PAGE TEXT
########################################
First step, look at an example. I'll color things to make it easy to see what I'm doing.
Look at \(a=572\) and \(b=165\). The euclidean algorithm will give us the gcd of these two numbers. Here's how you would find it \[572=\color{red}{165}\cdot3+\color{green}{77}\]\[\color{red}{165}=\color{green}{77}\cdot2+\color{blue}{11}\]\[\color{green}{77}=\color{blue}{11}\cdot7+0\]Now that that last number is 0, look at the remainder above it. In this case, that's 11. Hence, \(\gcd(572,165)=11.\)
The last number in each of those lines is called the "remainder" and the black numbers (3,2,7) are the quotients. In general, given any two numbers \(a,b\), they can be written as \[a=b\cdot q +r\]where q=quotient and r=remainder.
So the point is that we must repeat it again and again till we get the remainder 0? That does make sense.
May I have a practice problem?
Try it out on \(a=342\) and \(b=295\).
One more thing, make sure \(0\leq r<b\) in the equation \(a=b\cdot q+r\).
@KingGeorge - wonderful explanation! :)
########################################
WRITTEN REQUEST 1
In the thread on the Euclidean algorithm, what are the numbers 3, 2, and 7 called?

(A few records)
########################################
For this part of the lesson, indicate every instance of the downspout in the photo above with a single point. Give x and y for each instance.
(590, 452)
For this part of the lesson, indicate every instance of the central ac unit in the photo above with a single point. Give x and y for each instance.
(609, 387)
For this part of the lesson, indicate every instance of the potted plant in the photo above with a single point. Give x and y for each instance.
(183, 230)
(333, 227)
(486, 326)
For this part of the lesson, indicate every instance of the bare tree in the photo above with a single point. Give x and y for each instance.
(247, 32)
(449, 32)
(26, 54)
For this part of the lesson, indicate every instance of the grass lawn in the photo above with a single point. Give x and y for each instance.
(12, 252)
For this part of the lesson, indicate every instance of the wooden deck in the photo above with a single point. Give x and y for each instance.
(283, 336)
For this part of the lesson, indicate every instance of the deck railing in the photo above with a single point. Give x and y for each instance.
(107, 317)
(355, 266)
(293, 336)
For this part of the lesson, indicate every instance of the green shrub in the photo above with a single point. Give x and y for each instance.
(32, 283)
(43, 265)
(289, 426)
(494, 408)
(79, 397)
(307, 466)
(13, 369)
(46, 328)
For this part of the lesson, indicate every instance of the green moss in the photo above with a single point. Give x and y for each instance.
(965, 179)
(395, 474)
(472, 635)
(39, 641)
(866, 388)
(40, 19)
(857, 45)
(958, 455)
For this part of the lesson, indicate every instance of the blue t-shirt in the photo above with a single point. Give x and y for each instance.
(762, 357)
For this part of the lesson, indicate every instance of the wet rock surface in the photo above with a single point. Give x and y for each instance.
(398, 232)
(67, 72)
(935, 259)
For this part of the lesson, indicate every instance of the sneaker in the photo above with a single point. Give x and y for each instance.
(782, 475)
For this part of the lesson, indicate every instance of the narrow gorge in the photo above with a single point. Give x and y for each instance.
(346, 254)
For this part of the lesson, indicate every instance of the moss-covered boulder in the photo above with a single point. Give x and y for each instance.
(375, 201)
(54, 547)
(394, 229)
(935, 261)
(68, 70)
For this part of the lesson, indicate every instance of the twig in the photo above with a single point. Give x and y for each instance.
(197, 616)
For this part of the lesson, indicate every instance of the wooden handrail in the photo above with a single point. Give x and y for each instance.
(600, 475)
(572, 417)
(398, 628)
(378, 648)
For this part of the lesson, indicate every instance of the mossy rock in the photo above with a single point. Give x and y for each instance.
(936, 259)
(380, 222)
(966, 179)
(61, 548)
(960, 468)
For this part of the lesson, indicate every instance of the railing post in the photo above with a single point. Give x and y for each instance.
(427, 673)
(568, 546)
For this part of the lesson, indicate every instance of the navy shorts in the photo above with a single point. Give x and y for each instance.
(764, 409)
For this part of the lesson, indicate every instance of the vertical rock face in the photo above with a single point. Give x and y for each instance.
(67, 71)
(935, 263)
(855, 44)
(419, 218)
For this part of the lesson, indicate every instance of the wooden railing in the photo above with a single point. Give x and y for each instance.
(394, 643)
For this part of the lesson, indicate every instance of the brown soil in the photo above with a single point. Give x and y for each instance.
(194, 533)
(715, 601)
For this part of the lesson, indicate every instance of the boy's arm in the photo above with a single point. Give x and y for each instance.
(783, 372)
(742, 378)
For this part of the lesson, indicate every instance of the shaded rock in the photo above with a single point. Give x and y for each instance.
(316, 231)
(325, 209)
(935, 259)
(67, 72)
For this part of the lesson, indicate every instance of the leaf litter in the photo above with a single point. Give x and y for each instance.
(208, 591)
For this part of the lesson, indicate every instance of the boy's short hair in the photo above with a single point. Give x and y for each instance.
########################################
WRITTEN REQUEST 2
Collect every line of the records that contains the word "green".

FULL SOLUTION 1
They are the quotients.

FULL SOLUTION 2
For this part of the lesson, indicate every instance of the green shrub in the photo above with a single point. Give x and y for each instance.
For this part of the lesson, indicate every instance of the green moss in the photo above with a single point. Give x and y for each instance.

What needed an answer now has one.